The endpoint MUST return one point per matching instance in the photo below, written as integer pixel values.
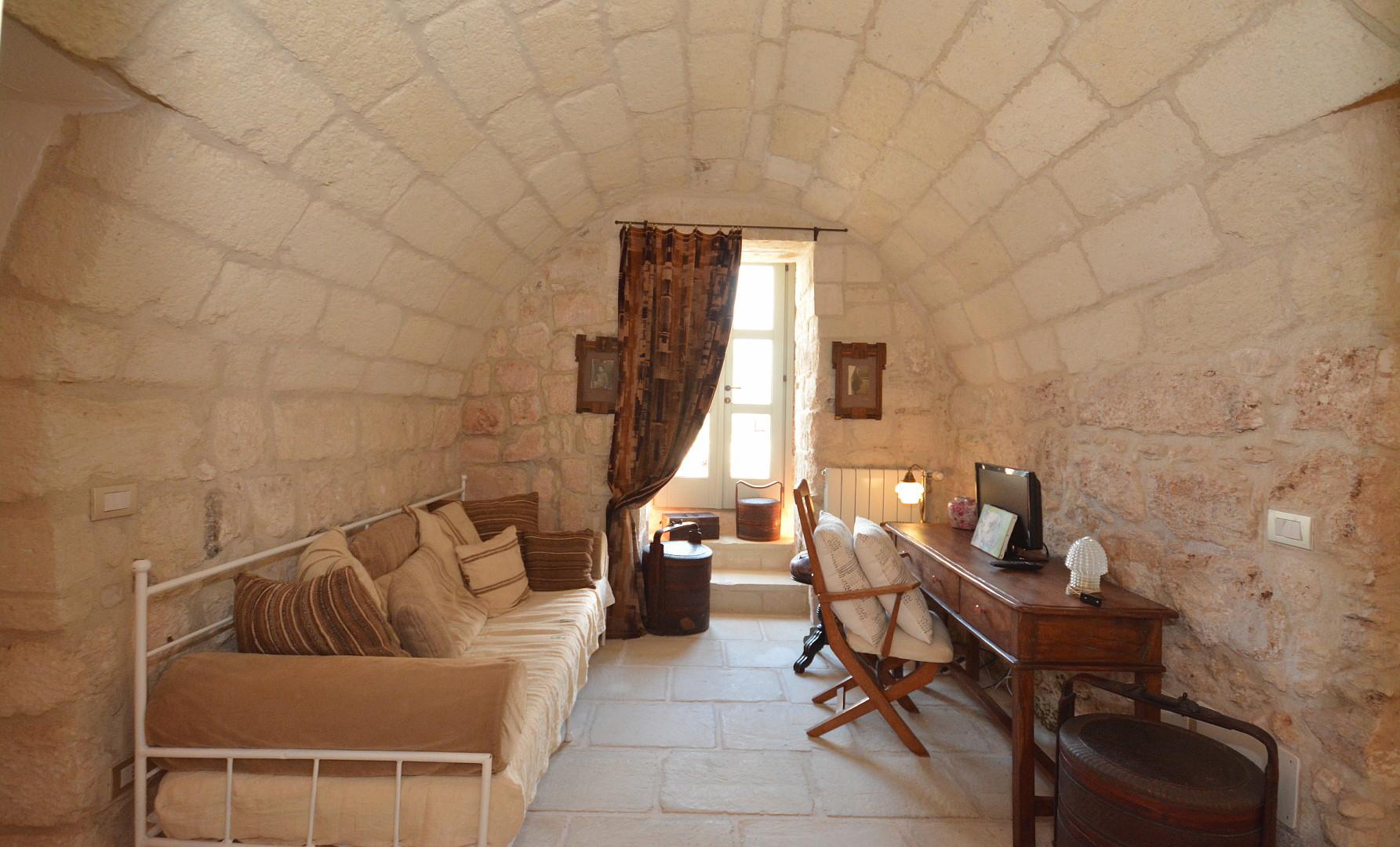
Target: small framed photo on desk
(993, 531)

^^^^^^^^^^^^^^^^

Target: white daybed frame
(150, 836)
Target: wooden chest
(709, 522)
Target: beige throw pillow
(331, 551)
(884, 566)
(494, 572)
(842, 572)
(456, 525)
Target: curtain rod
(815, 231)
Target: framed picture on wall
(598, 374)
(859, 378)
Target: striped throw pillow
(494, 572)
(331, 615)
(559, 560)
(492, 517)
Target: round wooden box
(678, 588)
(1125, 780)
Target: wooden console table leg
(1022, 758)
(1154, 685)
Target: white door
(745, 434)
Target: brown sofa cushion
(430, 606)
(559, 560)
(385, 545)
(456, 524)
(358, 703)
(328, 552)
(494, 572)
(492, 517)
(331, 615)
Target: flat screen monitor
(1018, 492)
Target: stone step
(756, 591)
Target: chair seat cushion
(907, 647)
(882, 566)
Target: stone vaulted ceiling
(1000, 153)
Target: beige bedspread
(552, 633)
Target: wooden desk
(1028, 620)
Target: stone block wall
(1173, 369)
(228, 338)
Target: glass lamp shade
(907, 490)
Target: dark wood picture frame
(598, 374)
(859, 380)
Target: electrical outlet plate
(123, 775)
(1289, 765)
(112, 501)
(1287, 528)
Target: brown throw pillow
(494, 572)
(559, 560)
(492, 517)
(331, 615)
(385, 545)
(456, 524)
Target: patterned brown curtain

^^^^^^^^^^^^^^^^

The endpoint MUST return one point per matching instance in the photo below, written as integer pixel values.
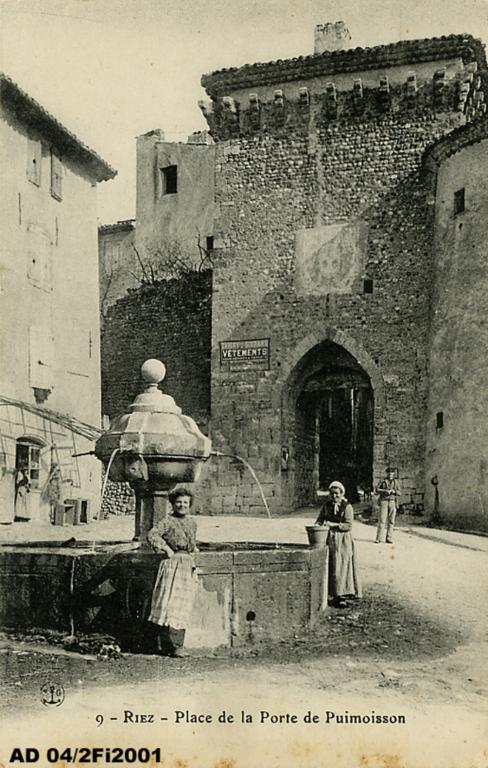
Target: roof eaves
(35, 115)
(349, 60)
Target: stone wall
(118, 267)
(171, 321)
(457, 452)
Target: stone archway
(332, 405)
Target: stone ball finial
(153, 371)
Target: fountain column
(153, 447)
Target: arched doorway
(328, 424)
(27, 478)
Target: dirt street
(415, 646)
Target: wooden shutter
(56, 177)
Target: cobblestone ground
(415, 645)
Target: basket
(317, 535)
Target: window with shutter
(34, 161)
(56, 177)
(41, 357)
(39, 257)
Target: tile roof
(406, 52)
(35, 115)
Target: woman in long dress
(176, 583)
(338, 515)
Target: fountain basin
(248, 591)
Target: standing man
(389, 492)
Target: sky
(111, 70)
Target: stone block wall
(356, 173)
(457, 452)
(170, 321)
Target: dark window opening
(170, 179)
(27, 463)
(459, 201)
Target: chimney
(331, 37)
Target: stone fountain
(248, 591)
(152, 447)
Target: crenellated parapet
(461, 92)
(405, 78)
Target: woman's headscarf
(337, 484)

^^^^^^^^^^^^^^^^

■ **EXERCISE**
Above are the records; copy exactly the lines from the line with "Target: flat screen monitor" through the line with "Target: patterned brown curtain", both included.

■ **EXPECTED ANSWER**
Target: flat screen monitor
(1018, 492)
Target: stone step
(756, 591)
Target: chair seat cushion
(907, 647)
(882, 566)
Target: stone vaulted ceiling
(1000, 153)
Target: beige bedspread
(552, 633)
Target: wooden desk
(1028, 620)
Target: stone block wall
(1173, 369)
(228, 338)
Target: glass lamp shade
(907, 490)
Target: dark wood picture frame
(598, 374)
(859, 380)
Target: electrical outlet plate
(123, 775)
(1289, 765)
(112, 501)
(1287, 528)
Target: brown throw pillow
(494, 572)
(559, 560)
(492, 517)
(331, 615)
(385, 545)
(456, 524)
Target: patterned brown curtain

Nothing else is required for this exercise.